## CONSIGNES DE L'EXERCICE
(a) D'après le texte sur la position extérieure de Djibouti, quelle part des exportations totales les réexportations représentent-elles ?
(b) Traduisez en anglais la phrase suivante, tirée du texte sur la position extérieure de Djibouti : « Les réserves de change, bien que garantissant la couverture monétaire, ont reculé à un niveau équivalent à 3 mois d'exportations, un seuil préoccupant compte tenu de l'endettement externe. »
(c) Extrayez du texte sur la position extérieure de Djibouti le passage qui commence aux mots « La position extérieure » et s'arrête après les mots « de l’endettement externe. ».

## TEXTE
La position extérieure de Djibouti demeure structurellement fragile, malgré l’amélioration conjoncturelle de l’excédent courant en 2024 (+22,1 % du PIB, après +18,1 % en 2023), soutenu par les réexportations (92 % des exportations totales), essentiellement vers l’Éthiopie. Cette dépendance expose toutefois Djibouti aux chocs commerciaux : si les tensions en mer Rouge ont jusqu’ici eu un impact commercial positif, la hausse des coûts de fret et d’assurance, et le contournement du canal de Suez (via le cap de Bonne-Espérance), pourraient peser sur les transbordements et réduire l’excédent courant en 2025 (à +11,6 %). Les réserves de change, bien que garantissant la couverture monétaire, ont reculé à un niveau équivalent à 3 mois d’exportations, un seuil préoccupant compte tenu de l’endettement externe.

(Entrées de données enregistrées)
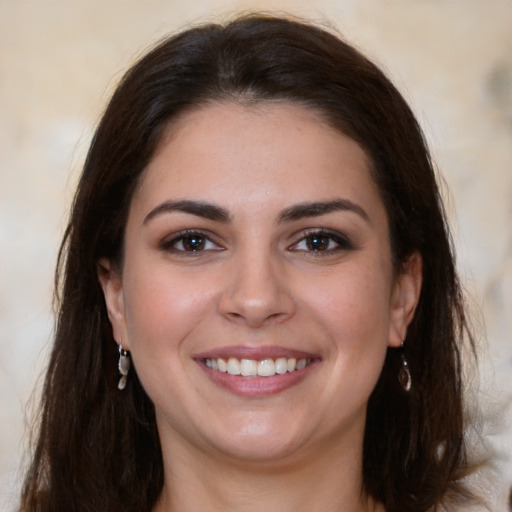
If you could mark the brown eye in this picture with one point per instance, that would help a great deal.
(317, 242)
(188, 242)
(320, 241)
(193, 243)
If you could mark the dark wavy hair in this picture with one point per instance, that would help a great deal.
(98, 450)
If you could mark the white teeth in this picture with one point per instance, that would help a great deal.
(248, 367)
(266, 368)
(223, 365)
(233, 366)
(281, 365)
(252, 367)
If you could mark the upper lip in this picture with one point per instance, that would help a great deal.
(255, 352)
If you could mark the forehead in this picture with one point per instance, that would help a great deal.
(256, 154)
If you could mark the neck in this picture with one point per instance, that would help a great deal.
(330, 482)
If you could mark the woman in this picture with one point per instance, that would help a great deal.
(258, 230)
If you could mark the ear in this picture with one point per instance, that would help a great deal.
(404, 299)
(111, 283)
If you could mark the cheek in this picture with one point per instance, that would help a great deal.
(355, 305)
(162, 307)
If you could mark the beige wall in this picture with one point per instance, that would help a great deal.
(60, 59)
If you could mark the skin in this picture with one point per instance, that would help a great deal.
(259, 278)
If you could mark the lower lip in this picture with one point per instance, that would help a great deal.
(257, 386)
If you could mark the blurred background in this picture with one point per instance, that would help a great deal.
(59, 62)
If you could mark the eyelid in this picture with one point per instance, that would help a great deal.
(343, 242)
(169, 242)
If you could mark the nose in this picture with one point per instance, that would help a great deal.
(257, 291)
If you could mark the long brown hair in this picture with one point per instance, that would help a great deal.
(98, 450)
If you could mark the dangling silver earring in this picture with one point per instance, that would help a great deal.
(124, 366)
(404, 375)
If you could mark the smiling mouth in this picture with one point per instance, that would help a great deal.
(257, 368)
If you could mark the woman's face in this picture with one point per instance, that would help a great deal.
(257, 243)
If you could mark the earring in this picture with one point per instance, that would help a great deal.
(404, 375)
(123, 366)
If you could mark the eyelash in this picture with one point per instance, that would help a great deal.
(205, 240)
(323, 236)
(342, 243)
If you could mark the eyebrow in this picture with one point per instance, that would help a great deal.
(316, 209)
(198, 208)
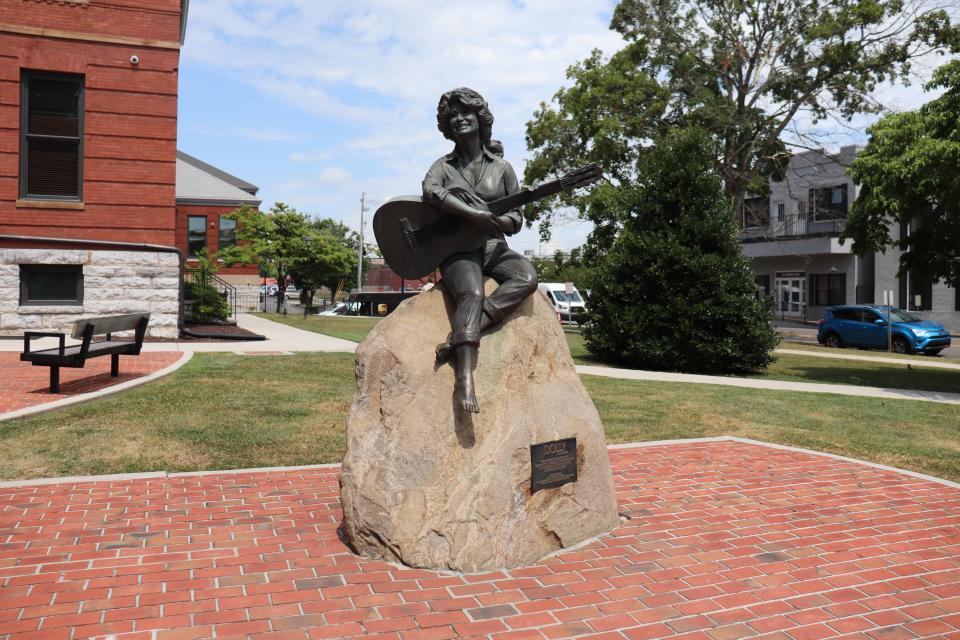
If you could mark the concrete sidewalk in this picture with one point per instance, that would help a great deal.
(913, 362)
(781, 385)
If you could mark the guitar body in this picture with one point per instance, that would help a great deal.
(415, 237)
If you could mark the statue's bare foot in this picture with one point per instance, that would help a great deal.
(444, 351)
(465, 394)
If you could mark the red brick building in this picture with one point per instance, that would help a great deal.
(89, 167)
(205, 196)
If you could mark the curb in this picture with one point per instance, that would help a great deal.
(99, 393)
(164, 475)
(771, 385)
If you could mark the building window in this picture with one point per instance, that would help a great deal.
(196, 235)
(763, 285)
(828, 289)
(756, 212)
(227, 236)
(43, 284)
(921, 294)
(51, 136)
(828, 203)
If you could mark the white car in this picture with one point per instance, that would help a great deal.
(341, 309)
(569, 305)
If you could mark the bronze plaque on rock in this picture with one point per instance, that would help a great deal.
(553, 464)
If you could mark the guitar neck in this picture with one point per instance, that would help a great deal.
(524, 196)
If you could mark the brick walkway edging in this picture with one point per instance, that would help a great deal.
(99, 393)
(154, 475)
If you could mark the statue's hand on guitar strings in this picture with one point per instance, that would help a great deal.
(481, 215)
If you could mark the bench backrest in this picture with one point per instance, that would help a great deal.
(111, 324)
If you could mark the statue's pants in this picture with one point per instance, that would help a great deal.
(463, 275)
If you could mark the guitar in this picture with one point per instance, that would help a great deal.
(415, 236)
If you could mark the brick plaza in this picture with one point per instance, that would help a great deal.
(24, 385)
(726, 540)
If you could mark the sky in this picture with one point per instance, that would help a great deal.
(318, 102)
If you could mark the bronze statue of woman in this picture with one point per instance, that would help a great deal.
(462, 182)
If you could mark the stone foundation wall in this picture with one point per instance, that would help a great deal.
(114, 282)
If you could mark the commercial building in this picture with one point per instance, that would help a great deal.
(98, 211)
(792, 239)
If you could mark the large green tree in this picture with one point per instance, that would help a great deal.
(331, 258)
(561, 267)
(674, 291)
(276, 240)
(910, 179)
(743, 70)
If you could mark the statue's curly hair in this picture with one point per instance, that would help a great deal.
(473, 101)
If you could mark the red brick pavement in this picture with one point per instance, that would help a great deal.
(727, 540)
(24, 385)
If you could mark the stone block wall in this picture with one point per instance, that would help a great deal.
(114, 282)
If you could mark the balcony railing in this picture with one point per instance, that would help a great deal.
(793, 226)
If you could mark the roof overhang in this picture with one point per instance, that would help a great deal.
(204, 202)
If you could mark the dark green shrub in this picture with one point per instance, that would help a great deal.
(208, 303)
(674, 291)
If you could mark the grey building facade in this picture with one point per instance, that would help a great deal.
(792, 240)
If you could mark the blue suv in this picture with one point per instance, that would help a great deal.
(865, 326)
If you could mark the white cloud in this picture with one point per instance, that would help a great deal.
(310, 156)
(335, 176)
(374, 70)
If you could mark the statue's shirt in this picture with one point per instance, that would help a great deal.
(497, 181)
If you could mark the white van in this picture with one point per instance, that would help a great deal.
(565, 298)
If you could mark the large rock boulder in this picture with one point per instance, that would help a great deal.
(429, 485)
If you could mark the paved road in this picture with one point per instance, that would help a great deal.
(795, 332)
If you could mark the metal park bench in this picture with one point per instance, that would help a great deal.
(77, 355)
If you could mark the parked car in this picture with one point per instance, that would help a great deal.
(342, 309)
(570, 306)
(865, 327)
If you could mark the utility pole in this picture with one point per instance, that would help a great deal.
(363, 210)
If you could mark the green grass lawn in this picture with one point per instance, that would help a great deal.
(797, 368)
(787, 366)
(291, 410)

## RÉPONSES ATTENDUES
(a) Les réexportations représentent 92 % des exportations totales.

(b) Foreign exchange reserves, while ensuring monetary coverage, have fallen to a level equivalent to 3 months of exports, a worrying threshold given the external debt.

(c)
La position extérieure de Djibouti demeure structurellement fragile, malgré l’amélioration conjoncturelle de l’excédent courant en 2024 (+22,1 % du PIB, après +18,1 % en 2023), soutenu par les réexportations (92 % des exportations totales), essentiellement vers l’Éthiopie. Cette dépendance expose toutefois Djibouti aux chocs commerciaux : si les tensions en mer Rouge ont jusqu’ici eu un impact commercial positif, la hausse des coûts de fret et d’assurance, et le contournement du canal de Suez (via le cap de Bonne-Espérance), pourraient peser sur les transbordements et réduire l’excédent courant en 2025 (à +11,6 %). Les réserves de change, bien que garantissant la couverture monétaire, ont reculé à un niveau équivalent à 3 mois d’exportations, un seuil préoccupant compte tenu de l’endettement externe.